(Stored items)
++++++
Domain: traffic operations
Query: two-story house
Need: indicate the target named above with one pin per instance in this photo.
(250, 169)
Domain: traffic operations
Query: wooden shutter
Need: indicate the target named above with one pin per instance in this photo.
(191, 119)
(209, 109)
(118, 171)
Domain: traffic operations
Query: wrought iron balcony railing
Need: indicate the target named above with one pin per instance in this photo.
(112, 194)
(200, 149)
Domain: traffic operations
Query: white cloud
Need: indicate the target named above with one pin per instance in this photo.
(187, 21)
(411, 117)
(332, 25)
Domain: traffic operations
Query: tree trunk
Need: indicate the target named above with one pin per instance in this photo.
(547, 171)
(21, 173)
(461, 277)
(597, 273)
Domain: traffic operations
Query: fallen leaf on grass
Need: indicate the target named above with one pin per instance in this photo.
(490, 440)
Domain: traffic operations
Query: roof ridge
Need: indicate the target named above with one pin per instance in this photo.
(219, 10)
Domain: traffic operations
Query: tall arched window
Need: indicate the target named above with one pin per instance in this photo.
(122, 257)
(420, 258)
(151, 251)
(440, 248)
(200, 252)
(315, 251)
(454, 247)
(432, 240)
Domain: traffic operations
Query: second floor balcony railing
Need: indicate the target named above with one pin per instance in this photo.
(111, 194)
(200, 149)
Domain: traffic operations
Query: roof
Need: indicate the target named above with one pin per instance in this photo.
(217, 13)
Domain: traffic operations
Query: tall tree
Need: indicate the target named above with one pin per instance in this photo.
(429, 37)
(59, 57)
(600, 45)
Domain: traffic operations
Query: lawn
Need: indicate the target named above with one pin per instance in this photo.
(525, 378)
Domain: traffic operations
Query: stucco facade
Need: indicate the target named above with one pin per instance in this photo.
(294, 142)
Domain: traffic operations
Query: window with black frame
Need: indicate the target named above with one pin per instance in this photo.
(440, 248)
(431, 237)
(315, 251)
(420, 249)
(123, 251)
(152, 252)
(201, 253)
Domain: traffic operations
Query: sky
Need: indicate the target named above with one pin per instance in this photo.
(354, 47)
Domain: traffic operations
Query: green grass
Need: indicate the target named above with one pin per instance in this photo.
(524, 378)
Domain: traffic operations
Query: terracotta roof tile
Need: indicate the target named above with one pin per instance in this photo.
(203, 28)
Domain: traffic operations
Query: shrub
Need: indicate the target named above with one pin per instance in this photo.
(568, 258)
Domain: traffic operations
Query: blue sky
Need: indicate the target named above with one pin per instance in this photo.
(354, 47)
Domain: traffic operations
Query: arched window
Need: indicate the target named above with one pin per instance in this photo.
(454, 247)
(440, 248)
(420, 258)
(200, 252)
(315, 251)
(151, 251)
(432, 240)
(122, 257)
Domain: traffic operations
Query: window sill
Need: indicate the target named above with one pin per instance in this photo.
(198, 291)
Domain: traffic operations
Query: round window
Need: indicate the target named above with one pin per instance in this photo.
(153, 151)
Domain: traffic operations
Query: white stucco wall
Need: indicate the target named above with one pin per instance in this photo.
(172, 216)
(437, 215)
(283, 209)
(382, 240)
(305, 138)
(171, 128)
++++++
Print the entries exactly. Include every one.

▶ _ANSWER TO THE PROBLEM_
Domain: traffic operations
Query: two-story house
Need: indicate the target named above with one pin per instance in this photo.
(250, 169)
Domain: traffic operations
Query: wooden shutter
Need: indicate the target named above with one pin per instance in this photo.
(191, 119)
(209, 109)
(118, 171)
Domain: traffic operations
Query: wrought iron balcony railing
Need: indicate the target named above with one pin per instance in this photo.
(112, 194)
(200, 149)
Domain: traffic operations
Query: white cloud
Need: indicate the target named above with one pin per instance in this photo.
(187, 21)
(411, 117)
(332, 25)
Domain: traffic operations
Query: tree trunk
Need: indicate the target named above with one pin per instance in this photo.
(547, 171)
(21, 173)
(461, 277)
(597, 273)
Domain: traffic operations
Query: fallen leaf on grass
Need: indicate the target named above with one pin per instance in this photo.
(490, 440)
Domain: traffic operations
Query: roof ridge
Need: indicate the target named above with one pin per instance in this photo.
(219, 10)
Domain: traffic operations
Query: tall arched window
Need: indicate the target named above with one pin per instance in this photo.
(122, 257)
(420, 258)
(151, 251)
(440, 248)
(200, 252)
(315, 251)
(454, 247)
(432, 240)
Domain: traffic operations
Query: second floor balcony railing
Need: indicate the target named above with one pin per instance in this photo.
(111, 194)
(200, 149)
Domain: traffic operations
Query: roof
Need: indicate the target named above with one pin per instance in this photo.
(217, 13)
Domain: traffic operations
Query: tall tree
Need: indicate the target named above with one pin per instance in this photo.
(429, 37)
(59, 57)
(600, 45)
Domain: traffic operations
Query: lawn
Need: indicate the target named above with one pin per instance in this photo.
(525, 378)
Domain: traffic operations
Query: stucco facade
Need: indicate the target named above with one pin per instance in this photo.
(294, 142)
Domain: traffic operations
Query: window with black frame
Need: indicate the target named above with one pin per instance in this photo.
(440, 248)
(431, 237)
(315, 251)
(420, 249)
(123, 251)
(152, 252)
(201, 253)
Domain: traffic operations
Query: sky
Need: indicate the target named above with one pin per instance in this photo.
(354, 47)
Domain: traffic operations
Query: green grass
Need: indicate the target named above with one pin per instance in this photo.
(524, 378)
Domain: traffic operations
Query: terracotta roof tile
Need: indicate the target named above with one pin per instance in this photo.
(203, 28)
Domain: traffic operations
Query: shrub
Need: indicate the target named above with one pin per instance in this photo.
(568, 258)
Domain: traffic operations
Query: blue sky
Need: indicate the target named above with one pin per instance in this photo.
(354, 47)
Domain: traffic operations
Query: arched window
Need: indicate the target named above with one pin per instance in this photo.
(454, 247)
(440, 248)
(420, 258)
(200, 252)
(315, 251)
(151, 251)
(432, 240)
(122, 257)
Domain: traffic operations
Query: window sill
Need: indicate the target named above with one pin per instance in this photo.
(198, 291)
Domain: traffic operations
Query: round window
Need: indicate the target named above with one pin per instance in this photo.
(153, 151)
Domain: traffic operations
Query: white stucco wall
Need: indicate the target named above with one pin per instance in this photo.
(172, 216)
(437, 215)
(283, 209)
(382, 240)
(305, 138)
(171, 128)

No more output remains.